In the listing below, pick out lines with "breast".

☆ ☆ ☆ ☆ ☆ ☆ ☆

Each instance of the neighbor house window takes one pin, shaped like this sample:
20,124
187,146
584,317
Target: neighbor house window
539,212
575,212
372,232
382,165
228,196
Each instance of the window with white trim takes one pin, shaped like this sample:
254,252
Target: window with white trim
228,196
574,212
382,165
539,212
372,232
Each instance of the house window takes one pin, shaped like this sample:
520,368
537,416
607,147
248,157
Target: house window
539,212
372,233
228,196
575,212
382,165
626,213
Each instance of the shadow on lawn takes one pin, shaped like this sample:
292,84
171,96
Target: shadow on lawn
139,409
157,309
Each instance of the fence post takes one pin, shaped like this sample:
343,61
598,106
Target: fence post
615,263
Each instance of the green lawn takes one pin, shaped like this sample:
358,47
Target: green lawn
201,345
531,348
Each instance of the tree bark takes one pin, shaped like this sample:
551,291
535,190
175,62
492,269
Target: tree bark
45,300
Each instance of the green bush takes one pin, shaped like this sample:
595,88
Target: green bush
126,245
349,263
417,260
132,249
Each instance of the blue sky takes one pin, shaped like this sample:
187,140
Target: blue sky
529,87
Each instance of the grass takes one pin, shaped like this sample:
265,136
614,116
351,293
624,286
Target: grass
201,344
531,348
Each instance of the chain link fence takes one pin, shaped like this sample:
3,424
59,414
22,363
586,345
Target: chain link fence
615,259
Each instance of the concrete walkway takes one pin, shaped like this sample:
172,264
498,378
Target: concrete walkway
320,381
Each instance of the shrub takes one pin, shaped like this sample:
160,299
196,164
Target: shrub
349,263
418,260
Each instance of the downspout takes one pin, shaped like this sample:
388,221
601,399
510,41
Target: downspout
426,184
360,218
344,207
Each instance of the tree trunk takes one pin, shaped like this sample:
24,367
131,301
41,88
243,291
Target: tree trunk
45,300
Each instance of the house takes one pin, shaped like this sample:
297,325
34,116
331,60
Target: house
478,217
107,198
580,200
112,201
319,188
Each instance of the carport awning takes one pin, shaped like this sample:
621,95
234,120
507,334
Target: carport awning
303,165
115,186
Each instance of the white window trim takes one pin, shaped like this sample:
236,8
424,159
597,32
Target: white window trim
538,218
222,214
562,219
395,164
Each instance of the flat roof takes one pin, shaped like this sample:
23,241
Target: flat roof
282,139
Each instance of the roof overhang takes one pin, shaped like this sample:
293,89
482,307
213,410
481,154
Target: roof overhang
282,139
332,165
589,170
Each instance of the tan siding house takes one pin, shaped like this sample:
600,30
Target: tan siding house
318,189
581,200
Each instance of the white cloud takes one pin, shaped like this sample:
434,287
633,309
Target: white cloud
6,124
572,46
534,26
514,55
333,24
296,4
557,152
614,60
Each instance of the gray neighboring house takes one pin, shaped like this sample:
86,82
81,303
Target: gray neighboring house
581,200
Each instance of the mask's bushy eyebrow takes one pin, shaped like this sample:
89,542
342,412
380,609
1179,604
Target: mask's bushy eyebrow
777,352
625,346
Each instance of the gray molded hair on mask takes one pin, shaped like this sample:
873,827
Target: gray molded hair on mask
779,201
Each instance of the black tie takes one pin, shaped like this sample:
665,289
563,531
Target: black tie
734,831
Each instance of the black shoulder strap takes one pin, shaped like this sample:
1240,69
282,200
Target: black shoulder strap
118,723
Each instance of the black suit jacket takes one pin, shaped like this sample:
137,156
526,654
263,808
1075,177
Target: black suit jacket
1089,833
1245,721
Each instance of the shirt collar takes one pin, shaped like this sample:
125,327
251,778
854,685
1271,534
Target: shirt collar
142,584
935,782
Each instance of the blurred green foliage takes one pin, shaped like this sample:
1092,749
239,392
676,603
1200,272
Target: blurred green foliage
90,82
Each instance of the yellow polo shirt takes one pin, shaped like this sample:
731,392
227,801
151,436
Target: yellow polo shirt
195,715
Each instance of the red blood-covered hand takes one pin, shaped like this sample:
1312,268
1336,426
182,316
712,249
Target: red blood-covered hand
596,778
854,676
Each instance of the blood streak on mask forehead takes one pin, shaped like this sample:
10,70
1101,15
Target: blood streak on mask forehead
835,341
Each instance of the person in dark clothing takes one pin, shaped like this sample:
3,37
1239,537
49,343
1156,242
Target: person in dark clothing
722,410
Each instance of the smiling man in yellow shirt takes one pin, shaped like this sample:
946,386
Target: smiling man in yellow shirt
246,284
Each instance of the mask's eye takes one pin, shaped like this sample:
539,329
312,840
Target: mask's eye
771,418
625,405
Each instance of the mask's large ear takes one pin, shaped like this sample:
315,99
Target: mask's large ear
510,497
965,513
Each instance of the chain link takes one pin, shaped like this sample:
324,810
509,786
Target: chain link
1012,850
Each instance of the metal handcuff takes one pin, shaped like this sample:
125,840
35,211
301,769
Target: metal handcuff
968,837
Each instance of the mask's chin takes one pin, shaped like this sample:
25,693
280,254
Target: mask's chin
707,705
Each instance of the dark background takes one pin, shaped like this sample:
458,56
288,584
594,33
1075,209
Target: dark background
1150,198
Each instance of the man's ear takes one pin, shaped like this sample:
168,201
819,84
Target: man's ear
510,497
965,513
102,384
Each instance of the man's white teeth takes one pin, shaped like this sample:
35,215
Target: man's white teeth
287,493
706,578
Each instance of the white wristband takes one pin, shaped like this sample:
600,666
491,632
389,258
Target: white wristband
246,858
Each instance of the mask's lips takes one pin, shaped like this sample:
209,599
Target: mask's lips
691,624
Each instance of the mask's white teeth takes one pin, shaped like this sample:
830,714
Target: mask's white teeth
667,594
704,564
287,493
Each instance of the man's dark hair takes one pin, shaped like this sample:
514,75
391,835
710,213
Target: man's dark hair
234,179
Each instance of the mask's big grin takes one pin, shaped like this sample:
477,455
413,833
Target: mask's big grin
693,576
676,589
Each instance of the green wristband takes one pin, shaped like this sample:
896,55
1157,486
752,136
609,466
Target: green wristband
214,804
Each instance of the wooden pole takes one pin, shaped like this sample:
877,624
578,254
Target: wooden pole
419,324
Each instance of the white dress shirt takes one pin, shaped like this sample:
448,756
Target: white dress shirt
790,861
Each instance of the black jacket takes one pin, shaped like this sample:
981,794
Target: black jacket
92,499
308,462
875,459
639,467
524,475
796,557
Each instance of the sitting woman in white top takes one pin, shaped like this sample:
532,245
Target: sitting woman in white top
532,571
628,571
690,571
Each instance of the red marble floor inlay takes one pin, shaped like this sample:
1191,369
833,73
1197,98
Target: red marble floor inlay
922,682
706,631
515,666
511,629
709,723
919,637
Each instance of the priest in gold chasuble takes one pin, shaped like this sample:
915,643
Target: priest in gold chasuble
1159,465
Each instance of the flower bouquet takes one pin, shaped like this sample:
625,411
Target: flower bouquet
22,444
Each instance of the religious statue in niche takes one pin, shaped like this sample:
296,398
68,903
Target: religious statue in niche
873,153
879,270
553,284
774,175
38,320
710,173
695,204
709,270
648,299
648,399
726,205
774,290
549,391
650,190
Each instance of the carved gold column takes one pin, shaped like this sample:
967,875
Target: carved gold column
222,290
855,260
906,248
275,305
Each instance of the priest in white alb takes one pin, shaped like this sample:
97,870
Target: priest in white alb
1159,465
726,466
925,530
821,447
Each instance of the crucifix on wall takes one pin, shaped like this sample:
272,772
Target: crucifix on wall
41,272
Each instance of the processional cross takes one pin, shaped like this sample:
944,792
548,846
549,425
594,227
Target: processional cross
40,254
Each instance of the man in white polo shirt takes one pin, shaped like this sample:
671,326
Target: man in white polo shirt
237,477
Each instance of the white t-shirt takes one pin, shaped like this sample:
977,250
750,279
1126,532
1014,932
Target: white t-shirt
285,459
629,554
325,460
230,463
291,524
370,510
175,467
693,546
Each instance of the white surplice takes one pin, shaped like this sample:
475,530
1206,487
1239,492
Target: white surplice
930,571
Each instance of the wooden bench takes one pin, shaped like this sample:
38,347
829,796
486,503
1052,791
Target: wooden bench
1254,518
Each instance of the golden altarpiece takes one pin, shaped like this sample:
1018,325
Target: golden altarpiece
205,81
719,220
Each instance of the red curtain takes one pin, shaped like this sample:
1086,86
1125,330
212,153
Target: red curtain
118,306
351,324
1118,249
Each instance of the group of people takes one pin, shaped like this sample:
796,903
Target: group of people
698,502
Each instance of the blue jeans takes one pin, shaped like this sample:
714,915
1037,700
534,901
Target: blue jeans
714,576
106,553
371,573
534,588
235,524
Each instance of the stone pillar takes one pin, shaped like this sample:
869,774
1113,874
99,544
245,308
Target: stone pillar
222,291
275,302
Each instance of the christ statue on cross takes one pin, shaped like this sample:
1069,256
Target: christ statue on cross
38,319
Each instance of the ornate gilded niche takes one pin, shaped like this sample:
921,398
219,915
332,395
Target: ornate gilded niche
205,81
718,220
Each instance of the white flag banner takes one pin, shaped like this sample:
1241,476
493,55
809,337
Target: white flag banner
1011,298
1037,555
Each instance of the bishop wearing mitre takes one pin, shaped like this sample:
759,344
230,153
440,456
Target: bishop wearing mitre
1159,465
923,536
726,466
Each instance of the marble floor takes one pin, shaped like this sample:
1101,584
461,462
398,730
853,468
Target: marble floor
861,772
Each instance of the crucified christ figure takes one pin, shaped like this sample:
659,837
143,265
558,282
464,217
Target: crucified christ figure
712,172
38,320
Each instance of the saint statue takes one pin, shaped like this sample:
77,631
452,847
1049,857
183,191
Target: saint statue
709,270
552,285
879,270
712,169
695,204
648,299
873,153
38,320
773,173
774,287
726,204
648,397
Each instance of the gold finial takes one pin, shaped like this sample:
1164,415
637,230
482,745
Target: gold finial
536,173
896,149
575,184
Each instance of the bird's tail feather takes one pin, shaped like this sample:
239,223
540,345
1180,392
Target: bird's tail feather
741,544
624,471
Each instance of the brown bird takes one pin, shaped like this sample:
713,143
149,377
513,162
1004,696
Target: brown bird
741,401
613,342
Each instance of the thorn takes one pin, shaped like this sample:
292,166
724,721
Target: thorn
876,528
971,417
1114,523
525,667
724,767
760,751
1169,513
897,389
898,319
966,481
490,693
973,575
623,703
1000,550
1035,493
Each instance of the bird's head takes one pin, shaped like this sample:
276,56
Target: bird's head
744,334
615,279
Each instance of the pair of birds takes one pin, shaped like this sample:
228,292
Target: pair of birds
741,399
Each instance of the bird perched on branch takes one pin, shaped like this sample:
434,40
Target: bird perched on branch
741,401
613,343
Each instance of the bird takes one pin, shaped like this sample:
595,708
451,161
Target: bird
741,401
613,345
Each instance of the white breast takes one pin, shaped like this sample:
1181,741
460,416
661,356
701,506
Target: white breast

☆ ☆ ☆ ☆ ☆ ☆ ☆

• _Exercise result_:
Each instance of the white breast takes one pin, shaped like this sample:
Target: white breast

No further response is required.